_Items from a data source_
-- Opening Marker --

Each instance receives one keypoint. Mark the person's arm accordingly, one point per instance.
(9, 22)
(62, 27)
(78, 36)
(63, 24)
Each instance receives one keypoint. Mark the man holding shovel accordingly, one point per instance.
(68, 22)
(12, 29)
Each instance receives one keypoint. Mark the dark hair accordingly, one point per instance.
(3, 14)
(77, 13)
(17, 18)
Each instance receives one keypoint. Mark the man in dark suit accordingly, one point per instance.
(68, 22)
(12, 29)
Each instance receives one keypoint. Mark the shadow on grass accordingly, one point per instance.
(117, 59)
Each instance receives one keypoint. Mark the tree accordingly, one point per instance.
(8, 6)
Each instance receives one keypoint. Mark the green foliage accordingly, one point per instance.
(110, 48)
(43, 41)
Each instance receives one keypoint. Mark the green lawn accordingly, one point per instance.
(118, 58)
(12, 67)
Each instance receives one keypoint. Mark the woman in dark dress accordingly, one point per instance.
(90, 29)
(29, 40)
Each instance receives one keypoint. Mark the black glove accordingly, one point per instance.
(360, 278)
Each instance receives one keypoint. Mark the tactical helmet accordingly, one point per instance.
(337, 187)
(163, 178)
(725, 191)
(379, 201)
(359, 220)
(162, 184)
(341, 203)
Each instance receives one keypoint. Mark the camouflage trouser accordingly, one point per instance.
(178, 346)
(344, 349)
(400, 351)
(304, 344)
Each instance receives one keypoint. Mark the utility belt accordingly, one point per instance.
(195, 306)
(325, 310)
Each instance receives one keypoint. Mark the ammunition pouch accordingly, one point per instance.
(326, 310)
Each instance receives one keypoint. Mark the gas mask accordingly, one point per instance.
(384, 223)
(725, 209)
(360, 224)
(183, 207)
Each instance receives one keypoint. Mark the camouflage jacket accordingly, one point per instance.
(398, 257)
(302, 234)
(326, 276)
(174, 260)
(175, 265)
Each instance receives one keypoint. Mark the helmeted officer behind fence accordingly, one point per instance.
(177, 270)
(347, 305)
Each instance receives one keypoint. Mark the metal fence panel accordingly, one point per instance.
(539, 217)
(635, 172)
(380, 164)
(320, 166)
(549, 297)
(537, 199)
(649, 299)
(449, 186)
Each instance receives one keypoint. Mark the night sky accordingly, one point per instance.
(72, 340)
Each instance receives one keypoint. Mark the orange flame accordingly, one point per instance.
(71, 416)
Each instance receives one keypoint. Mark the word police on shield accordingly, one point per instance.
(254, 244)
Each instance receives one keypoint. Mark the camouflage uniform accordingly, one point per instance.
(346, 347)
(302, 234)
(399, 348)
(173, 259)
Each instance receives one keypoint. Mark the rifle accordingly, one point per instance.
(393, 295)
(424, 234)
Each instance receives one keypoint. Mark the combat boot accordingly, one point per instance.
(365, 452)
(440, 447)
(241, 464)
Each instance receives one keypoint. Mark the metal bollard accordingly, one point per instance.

-- Closing Marker --

_What is being asked_
Repeat all of the entries exactly.

_Response to this exercise_
Each instance receives one keypoint. Mark the person's arm accordingly, one point per instance.
(9, 22)
(62, 27)
(78, 36)
(63, 24)
Each instance receives one keypoint. Mark the man holding shovel accordingly, one point per instance.
(68, 22)
(12, 29)
Each instance receives one keypoint. Mark the dark hair accordingly, one point per instance.
(3, 14)
(77, 13)
(17, 18)
Each instance receives one keypoint. Mark the man in dark suit accordingly, one point per instance.
(68, 22)
(12, 29)
Each instance receives one keypoint. Mark the shadow on grass accordingly, one point per instance.
(117, 59)
Each instance receives one keypoint. Mark the tree accordingly, one point per instance.
(8, 6)
Each instance receives one keypoint. Mark the green foliage accordingly, one point per instance.
(110, 48)
(43, 41)
Each instance receives one keypoint. Mark the green lawn accordingly, one point per instance.
(118, 58)
(12, 67)
Each instance receives one keypoint. Mark the woman in dark dress accordingly, one point per instance.
(90, 29)
(29, 40)
Each instance receives one keypoint. Mark the black glove accordingly, one point per instance.
(360, 278)
Each instance receives one keypoint. Mark the tactical helmet accordingly, one point per instance.
(337, 187)
(163, 178)
(725, 191)
(379, 201)
(359, 220)
(162, 184)
(341, 203)
Each instance receives one keypoint. Mark the camouflage trouser accordingly, one point per instance.
(178, 346)
(344, 349)
(400, 351)
(304, 344)
Each instance receives one keypoint. Mark the utility belt accordingly, one point per instance.
(195, 306)
(325, 310)
Each instance receives one keypoint. Mark the ammunition pouch accordingly, one point per instance.
(326, 310)
Each instance receives one keypoint. Mark the gas mask accordingly, one point per instance.
(384, 223)
(725, 209)
(360, 224)
(183, 207)
Each instance receives one keypoint. Mark the camouflage jacket accordingly, one point per instance.
(398, 257)
(302, 234)
(326, 276)
(174, 260)
(175, 265)
Each instance receives one keypoint. Mark the helmeted officer behind fence accordingly, one point per instance.
(177, 270)
(347, 305)
Each instance receives one keypoint. Mark the metal fence panel accordingly, one point per instance.
(539, 217)
(635, 172)
(380, 164)
(320, 166)
(549, 297)
(537, 199)
(649, 299)
(449, 186)
Each instance receives one keypoint. Mark the night sky accordingly, one point per instance.
(72, 340)
Each instance receives one keypoint. Mark the orange flame accordingly, one point per instance.
(71, 416)
Each instance receives one keypoint. Mark the word police on shield accordingly, one point per instance.
(254, 244)
Each instance receives one keypoint. Mark the camouflage uniform accordingly, one point per instance.
(346, 347)
(302, 234)
(399, 348)
(173, 259)
Each instance receives one keypoint. Mark the rifle accordingly, one point per instance.
(393, 295)
(424, 234)
Each instance receives one keypoint. Mark the combat boot accordingly, one point per instance.
(365, 452)
(440, 447)
(241, 464)
Each instance receives one keypoint. Mark the metal bollard accordingly, one point per instance.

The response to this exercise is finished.